::: Text block :::

The US Supreme Court has declined to hear a challenge to a Texas law which bans abortions after a foetal heartbeat is detected. This has effectively closed abortion clinics in Texas, as a heartbeat can be detected at about 6 weeks. Women who want abortions will have to travel to neighbouring states.
For abortion supporters this is Armageddon. Writing in The Guardian, two feminist activists declared: “Since Roe v Wade was decided nearly 50 years ago, abortion opponents have been plotting its demise. Now the end may be near. Feminists need our own plan to advance reproductive freedom. That means preparing for a post-Roe world.”
President Joe Biden denounced the law as “extreme”. He declared that he would launch a "whole-of-government" response to oppose the law.
For abortion foes, it is a sweet victory. "We want to give that little Texan in the womb who has a heartbeat, a chance to see their full potential," said Lieutenant General Dan Patrick. The media reported that politicians in Arkansas, South Dakota and Florida are considering a version of the Texas six-week abortion ban in their states.

::: Extracted records :::

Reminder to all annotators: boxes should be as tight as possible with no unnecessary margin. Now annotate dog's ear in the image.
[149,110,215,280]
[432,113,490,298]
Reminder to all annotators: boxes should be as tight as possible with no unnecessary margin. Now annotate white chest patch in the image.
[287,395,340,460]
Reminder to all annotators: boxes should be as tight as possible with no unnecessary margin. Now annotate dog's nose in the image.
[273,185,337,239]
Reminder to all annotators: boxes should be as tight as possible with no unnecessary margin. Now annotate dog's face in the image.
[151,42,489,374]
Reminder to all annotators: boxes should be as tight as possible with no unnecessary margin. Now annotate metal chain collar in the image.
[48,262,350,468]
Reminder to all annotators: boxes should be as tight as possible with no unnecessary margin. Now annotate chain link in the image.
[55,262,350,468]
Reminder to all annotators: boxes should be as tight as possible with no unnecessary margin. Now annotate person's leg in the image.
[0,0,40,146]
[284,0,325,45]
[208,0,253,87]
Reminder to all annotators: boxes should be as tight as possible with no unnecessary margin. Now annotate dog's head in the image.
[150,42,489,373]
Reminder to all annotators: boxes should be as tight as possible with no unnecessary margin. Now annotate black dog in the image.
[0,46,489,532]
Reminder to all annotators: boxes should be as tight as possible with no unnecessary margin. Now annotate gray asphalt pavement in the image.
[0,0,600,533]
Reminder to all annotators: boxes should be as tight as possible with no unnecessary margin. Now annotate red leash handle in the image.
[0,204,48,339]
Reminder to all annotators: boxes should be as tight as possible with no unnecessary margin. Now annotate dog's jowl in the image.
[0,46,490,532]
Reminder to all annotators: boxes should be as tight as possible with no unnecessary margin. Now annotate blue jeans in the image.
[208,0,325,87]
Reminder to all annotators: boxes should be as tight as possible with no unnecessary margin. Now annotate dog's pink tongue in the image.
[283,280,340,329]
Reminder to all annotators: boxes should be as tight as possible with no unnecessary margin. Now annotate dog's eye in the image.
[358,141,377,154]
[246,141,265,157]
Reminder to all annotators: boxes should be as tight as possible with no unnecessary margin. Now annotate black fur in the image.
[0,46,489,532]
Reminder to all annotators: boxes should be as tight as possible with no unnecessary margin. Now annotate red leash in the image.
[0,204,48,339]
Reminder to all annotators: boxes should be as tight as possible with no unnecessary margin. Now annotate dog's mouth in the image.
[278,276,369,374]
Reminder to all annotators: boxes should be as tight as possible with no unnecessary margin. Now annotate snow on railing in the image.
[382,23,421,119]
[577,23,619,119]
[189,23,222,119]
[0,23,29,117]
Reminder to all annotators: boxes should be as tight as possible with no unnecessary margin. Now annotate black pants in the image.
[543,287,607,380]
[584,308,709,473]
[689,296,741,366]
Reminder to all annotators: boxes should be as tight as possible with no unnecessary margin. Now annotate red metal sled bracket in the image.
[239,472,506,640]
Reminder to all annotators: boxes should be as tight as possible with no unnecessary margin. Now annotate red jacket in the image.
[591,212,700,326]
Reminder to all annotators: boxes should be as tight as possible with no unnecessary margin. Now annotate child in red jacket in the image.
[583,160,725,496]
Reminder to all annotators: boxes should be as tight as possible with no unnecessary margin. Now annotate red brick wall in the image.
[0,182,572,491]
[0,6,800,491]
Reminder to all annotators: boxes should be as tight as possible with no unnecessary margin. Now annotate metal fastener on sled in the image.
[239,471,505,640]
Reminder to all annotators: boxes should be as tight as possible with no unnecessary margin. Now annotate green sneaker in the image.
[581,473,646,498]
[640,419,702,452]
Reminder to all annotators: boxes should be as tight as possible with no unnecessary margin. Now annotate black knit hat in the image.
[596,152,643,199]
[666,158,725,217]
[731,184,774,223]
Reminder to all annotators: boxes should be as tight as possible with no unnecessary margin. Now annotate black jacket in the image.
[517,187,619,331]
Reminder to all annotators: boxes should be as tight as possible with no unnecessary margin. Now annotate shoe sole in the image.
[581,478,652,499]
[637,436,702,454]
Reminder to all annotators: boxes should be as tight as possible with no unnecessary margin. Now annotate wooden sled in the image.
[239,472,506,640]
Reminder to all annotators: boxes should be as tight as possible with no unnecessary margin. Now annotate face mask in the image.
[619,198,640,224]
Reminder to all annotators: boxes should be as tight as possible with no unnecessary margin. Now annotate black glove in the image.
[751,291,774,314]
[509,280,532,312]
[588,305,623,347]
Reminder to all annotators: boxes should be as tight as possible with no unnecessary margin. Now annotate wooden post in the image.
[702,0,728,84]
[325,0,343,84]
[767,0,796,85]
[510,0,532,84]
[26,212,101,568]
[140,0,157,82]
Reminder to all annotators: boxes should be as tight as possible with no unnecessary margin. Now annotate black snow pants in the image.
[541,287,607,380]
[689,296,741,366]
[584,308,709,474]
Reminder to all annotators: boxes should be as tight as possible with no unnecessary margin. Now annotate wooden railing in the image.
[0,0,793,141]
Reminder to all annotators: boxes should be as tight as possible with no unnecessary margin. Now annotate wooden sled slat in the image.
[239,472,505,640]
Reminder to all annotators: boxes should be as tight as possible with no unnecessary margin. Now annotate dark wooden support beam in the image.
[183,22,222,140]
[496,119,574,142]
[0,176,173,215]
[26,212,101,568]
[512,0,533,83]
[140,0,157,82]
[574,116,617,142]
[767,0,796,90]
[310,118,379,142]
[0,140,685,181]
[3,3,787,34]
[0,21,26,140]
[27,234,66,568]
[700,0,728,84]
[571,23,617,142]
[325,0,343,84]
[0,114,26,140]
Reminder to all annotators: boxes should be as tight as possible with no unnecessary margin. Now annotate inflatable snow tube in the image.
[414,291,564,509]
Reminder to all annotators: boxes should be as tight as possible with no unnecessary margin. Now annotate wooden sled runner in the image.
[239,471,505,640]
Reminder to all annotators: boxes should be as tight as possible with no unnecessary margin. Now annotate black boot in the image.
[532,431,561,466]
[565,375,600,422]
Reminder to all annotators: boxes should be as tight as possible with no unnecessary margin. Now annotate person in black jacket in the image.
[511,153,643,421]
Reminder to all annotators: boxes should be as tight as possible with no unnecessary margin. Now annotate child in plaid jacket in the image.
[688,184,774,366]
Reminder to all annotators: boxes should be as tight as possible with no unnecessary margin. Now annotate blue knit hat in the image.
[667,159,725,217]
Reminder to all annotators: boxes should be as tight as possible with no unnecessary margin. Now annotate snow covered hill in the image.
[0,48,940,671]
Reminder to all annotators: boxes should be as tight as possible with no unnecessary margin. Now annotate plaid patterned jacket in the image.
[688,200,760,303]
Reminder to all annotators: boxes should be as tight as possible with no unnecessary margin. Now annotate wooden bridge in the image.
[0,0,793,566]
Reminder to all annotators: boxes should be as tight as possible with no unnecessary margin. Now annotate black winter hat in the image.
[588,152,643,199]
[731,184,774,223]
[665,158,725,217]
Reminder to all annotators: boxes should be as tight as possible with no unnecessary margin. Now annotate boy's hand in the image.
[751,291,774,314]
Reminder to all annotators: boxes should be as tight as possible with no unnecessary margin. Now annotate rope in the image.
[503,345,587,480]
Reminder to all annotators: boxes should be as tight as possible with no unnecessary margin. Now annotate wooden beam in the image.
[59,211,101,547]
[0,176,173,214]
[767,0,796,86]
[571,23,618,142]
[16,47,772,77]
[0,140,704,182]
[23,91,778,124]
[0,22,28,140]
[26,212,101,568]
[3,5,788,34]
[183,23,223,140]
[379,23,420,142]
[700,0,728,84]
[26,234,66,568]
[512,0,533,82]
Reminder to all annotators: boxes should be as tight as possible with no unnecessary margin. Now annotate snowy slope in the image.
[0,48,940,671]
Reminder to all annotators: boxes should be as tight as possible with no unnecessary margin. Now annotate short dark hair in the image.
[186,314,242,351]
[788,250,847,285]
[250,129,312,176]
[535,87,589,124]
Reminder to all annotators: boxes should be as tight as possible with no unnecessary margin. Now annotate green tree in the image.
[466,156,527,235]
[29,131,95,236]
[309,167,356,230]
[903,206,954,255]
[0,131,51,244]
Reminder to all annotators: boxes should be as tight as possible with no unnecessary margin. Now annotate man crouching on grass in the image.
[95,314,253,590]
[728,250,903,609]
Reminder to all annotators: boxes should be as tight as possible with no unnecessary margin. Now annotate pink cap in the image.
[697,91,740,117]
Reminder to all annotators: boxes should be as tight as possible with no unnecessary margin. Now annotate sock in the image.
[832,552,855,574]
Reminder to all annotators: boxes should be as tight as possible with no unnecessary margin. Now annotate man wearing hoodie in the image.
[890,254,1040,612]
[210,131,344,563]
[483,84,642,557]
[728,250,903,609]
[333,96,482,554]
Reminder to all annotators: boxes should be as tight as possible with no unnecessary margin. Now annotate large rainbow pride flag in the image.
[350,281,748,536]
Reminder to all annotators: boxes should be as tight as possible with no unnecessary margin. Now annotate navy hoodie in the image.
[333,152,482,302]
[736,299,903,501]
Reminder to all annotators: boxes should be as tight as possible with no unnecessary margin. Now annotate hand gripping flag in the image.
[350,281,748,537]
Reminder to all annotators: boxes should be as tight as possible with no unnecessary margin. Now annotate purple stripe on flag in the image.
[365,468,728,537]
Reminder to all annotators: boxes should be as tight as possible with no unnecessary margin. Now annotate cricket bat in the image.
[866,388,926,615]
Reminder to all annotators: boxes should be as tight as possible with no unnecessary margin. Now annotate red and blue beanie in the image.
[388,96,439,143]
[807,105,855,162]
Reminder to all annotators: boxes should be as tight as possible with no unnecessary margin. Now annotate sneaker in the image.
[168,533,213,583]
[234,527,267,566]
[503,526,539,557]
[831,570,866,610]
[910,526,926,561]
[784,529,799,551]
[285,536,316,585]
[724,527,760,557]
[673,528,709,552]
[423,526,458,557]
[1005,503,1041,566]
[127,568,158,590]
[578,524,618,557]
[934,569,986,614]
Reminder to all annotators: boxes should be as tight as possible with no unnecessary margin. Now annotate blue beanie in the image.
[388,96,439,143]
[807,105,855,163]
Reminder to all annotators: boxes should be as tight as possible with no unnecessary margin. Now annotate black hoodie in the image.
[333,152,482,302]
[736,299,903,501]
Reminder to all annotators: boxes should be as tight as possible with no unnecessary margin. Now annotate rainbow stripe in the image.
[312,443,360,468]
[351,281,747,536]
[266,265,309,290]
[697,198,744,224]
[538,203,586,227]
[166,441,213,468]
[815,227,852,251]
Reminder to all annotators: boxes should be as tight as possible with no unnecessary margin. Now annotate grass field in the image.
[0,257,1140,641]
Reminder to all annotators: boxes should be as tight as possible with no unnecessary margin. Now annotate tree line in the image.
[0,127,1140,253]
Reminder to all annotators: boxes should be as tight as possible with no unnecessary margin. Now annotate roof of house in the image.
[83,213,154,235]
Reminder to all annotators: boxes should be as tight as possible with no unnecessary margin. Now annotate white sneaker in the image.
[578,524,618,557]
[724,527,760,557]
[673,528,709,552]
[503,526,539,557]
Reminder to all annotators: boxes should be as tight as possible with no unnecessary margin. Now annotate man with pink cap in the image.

:::

◆ Questions:
(A) In the article on the Texas abortion law, at about how many weeks can a fetal heartbeat be detected?
(B) From the article on the Texas abortion law, copy out the passage starting at "President Joe Biden" and ending at "in their states.".
(C) Pick up the article on the Texas abortion law after its final sentence and keep writing.

◆ Exercise responses:
(A) At about 6 weeks.

(B)
President Joe Biden denounced the law as “extreme”. He declared that he would launch a "whole-of-government" response to oppose the law.
For abortion foes, it is a sweet victory. "We want to give that little Texan in the womb who has a heartbeat, a chance to see their full potential," said Lieutenant General Dan Patrick. The media reported that politicians in Arkansas, South Dakota and Florida are considering a version of the Texas six-week abortion ban in their states.

(C)
But much of the reaction to the ban is hyperbolic. While Roe v Wade, which made abortion a constitutional right in the US in 1973, is clearly under threat, the Supreme Court clearly declared that its decision was made on procedural grounds and did not touch upon constitutional issues.
The problem for pro-abortion groups in Texas is that the new law has been very cleverly drafted. It does not criminalise abortion or abetting an abortion. Instead, it permits private citizens, even non-residents of Texas, to launch a civil suit against abortion clinics. This tactic removes the state government from the complaint and makes it difficult for abortion clinics to create a test case to bring before the Supreme Court. At the same time anyone involved in an abortion is in danger of copping a US$10,000 fine plus substantial legal costs.
So the pro-life legal victory is a temporary one. Litigation will continue in lower courts. A more substantial case has been brought by the state of Mississippi, which will be probably heard later in December with a decision handed down next year.
In the meantime, lawyers are fretting about the legal fall-out of this unusual tactic.
“I confess that I have very serious reservations about the Texas legislation,” wrote David French, a pro-life pundit at The Dispatch. “The reason why is simple—it represents a clever way to engineer temporary deprivations of constitutional rights.”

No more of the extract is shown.